WHAT NEEDS TO BE DONE: Would you please copy each line below that includes the string "snow"?

(Collection entries)
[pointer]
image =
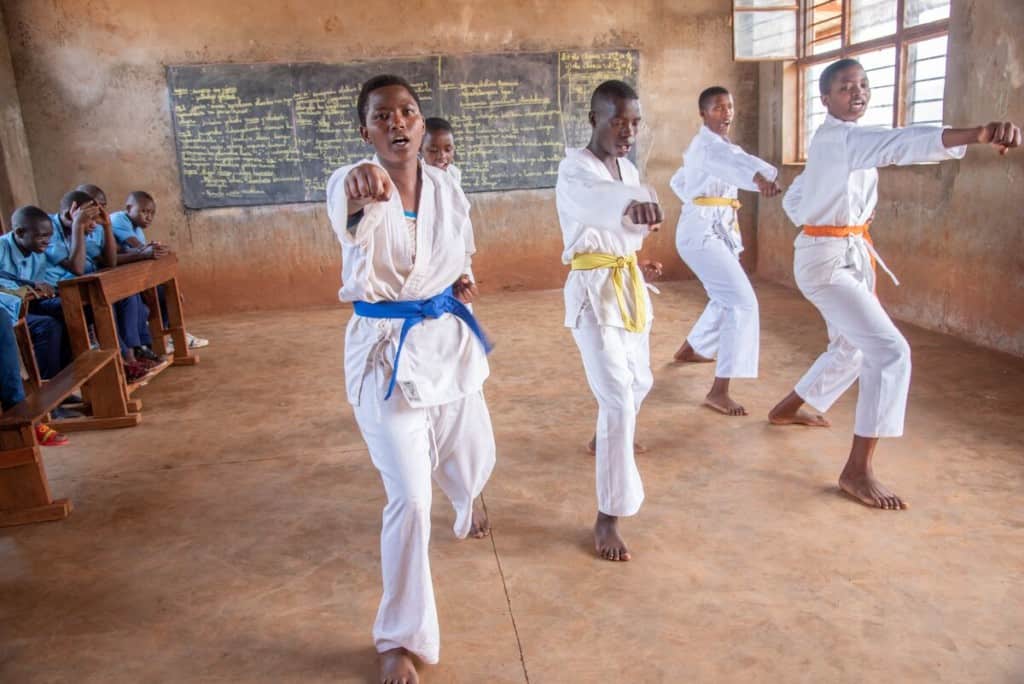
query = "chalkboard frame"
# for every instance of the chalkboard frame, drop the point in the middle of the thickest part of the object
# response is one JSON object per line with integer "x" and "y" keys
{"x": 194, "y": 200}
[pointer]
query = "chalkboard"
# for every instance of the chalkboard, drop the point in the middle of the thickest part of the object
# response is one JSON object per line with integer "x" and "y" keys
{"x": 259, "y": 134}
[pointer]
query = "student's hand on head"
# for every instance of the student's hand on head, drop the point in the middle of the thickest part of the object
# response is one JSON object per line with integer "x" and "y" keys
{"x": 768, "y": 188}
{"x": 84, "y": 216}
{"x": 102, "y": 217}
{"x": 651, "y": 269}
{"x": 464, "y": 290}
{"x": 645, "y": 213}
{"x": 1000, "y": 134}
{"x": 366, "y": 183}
---
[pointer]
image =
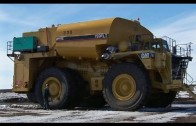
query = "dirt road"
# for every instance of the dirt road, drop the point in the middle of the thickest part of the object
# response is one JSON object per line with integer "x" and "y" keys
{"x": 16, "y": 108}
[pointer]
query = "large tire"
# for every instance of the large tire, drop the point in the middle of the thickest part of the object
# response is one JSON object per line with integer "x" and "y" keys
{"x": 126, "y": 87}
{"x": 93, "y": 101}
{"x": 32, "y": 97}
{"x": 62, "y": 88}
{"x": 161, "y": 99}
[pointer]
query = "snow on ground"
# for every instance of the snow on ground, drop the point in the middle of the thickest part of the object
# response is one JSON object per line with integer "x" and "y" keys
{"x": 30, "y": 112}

RESPONSE TO THE EXERCISE:
query = "snow on ground"
# for every instance of the snow on ground, drop the point in the middle of the thickest part of the object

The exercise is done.